Go through the data line by line from the top, retyping each exactly, and end with the line that contains "of the clear".

(Beginning of INPUT RECORDS)

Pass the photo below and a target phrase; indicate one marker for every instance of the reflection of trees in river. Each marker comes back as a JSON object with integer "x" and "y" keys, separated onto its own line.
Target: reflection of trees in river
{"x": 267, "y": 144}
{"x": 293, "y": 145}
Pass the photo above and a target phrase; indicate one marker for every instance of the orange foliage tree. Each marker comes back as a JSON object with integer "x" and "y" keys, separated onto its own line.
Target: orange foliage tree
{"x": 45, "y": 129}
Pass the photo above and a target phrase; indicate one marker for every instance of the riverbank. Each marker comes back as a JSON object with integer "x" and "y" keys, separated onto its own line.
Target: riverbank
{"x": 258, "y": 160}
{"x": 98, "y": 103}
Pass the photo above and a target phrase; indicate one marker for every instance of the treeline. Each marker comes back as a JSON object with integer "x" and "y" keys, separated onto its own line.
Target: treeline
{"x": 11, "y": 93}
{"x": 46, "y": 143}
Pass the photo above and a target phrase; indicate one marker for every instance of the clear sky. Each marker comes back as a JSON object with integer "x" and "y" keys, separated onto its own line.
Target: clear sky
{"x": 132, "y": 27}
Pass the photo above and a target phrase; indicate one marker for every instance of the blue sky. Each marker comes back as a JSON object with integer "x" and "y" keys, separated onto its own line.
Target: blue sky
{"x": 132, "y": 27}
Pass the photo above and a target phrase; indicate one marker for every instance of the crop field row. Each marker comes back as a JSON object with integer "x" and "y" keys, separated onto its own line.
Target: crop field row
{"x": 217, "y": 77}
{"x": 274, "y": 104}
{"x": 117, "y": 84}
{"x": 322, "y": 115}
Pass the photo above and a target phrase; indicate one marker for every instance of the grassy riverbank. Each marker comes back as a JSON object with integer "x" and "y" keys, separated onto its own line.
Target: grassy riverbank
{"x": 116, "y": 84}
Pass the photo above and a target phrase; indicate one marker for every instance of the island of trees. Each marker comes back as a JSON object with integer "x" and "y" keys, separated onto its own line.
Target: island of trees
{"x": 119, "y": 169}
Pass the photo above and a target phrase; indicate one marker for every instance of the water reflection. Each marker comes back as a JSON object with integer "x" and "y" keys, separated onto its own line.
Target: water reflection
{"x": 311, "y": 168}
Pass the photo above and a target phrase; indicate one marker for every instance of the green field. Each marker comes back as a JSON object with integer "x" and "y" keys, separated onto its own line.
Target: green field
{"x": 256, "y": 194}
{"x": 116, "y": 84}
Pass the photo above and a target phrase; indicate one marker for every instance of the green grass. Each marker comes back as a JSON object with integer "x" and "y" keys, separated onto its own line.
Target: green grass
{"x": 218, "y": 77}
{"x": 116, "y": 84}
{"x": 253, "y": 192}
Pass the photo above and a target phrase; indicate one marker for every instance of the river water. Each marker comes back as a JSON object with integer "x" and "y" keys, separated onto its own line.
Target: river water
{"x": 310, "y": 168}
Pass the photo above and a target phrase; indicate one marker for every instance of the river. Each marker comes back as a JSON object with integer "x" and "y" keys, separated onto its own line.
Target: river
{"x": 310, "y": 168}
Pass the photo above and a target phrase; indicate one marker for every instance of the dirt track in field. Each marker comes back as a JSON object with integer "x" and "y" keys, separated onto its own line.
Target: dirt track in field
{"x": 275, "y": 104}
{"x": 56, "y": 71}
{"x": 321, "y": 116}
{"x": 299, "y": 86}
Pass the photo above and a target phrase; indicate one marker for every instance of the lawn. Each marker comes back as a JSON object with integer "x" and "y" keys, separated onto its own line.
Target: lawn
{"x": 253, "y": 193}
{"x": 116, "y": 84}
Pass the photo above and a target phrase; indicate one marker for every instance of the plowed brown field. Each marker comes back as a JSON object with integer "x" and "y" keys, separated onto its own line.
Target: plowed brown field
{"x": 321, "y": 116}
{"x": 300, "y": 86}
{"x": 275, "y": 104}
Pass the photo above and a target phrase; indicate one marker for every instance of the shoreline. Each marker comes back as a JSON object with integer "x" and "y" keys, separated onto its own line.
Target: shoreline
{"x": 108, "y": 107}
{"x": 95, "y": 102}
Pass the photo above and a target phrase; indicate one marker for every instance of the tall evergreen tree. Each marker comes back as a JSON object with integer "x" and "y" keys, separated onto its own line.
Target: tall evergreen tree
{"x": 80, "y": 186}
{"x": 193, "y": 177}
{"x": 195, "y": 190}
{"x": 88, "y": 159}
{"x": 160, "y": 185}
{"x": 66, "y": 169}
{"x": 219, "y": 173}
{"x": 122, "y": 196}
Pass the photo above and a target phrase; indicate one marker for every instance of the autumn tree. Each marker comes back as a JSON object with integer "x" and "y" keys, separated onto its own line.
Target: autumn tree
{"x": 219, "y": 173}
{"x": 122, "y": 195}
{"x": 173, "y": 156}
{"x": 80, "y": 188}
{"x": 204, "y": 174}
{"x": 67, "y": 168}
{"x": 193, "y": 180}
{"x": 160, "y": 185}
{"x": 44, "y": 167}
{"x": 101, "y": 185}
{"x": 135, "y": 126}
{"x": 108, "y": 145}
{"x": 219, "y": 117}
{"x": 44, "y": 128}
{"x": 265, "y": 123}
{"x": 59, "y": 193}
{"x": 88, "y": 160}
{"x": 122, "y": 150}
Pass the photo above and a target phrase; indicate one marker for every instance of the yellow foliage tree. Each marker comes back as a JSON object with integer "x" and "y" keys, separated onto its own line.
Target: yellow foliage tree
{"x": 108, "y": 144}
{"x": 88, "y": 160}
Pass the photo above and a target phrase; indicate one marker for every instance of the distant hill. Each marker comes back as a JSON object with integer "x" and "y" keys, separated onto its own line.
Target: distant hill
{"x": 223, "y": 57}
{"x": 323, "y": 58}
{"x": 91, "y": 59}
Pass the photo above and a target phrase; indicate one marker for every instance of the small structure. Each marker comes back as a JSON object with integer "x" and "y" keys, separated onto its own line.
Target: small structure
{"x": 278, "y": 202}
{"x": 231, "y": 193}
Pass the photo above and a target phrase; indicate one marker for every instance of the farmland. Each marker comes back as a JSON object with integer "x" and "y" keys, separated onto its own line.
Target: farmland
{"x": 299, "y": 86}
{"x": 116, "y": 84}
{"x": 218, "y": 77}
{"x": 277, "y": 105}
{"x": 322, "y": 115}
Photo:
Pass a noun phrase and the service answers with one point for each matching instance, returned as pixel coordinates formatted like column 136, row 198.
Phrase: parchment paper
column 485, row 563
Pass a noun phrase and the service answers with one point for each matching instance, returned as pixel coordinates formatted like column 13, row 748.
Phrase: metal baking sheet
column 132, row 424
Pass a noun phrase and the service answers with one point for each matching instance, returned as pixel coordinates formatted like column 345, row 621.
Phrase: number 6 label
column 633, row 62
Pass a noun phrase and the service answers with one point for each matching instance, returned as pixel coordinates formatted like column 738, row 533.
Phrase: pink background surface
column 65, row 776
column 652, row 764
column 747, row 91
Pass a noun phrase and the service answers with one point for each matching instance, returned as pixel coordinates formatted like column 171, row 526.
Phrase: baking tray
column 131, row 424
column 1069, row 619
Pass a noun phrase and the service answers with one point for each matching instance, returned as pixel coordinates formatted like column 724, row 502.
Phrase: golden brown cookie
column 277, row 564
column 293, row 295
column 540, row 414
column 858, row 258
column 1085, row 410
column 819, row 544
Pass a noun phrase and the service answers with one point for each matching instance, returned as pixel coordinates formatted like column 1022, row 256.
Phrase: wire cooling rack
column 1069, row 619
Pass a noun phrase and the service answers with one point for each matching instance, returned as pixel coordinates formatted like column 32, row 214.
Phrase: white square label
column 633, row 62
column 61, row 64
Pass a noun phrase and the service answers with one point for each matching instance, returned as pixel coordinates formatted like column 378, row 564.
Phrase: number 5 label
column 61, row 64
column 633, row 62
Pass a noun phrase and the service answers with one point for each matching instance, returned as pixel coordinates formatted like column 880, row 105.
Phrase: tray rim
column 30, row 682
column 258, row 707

(End of INPUT RECORDS)

ANSWER SPACE ->
Pass the photo below and a target phrase; indicate one marker for every instance of the reflection of trees in river. Each marker comes back as a JSON object with integer "x" and "y" keys, separated onto its own line.
Target: reflection of trees in river
{"x": 267, "y": 144}
{"x": 293, "y": 145}
Pass the photo above and a target phrase; indicate one marker for every instance of the orange foliage tree. Each marker comes back as a JSON object with integer "x" and "y" keys, separated onto its own line.
Target: orange foliage tree
{"x": 45, "y": 129}
Pass the photo above and a target phrase; indicate one marker for every instance of the riverbank. Each marker comes back as a JSON object with integer "x" and "y" keys, separated onto its own line.
Target: riverbank
{"x": 258, "y": 160}
{"x": 98, "y": 103}
Pass the photo above and a target phrase; indicate one marker for every instance of the treeline. Each marker comes back as a JSON object with integer "x" and "y" keys, separated onto its own line.
Target: treeline
{"x": 11, "y": 93}
{"x": 46, "y": 143}
Pass the photo above and a target phrase; indicate one marker for every instance of the clear sky. Each marker comes back as a JSON object with integer "x" and "y" keys, separated onto its own line.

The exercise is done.